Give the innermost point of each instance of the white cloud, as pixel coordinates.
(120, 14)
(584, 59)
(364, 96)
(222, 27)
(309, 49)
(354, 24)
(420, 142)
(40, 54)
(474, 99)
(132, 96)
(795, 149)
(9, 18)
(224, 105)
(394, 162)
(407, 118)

- **Exercise requirements**
All of the data above is to be transcribed without alteration.

- **Task response**
Give the innermost point of each instance of the white cloud, as pixel coordinates.
(120, 14)
(584, 59)
(364, 96)
(222, 27)
(309, 49)
(354, 24)
(420, 142)
(40, 54)
(474, 99)
(132, 96)
(795, 149)
(9, 18)
(224, 105)
(394, 162)
(407, 118)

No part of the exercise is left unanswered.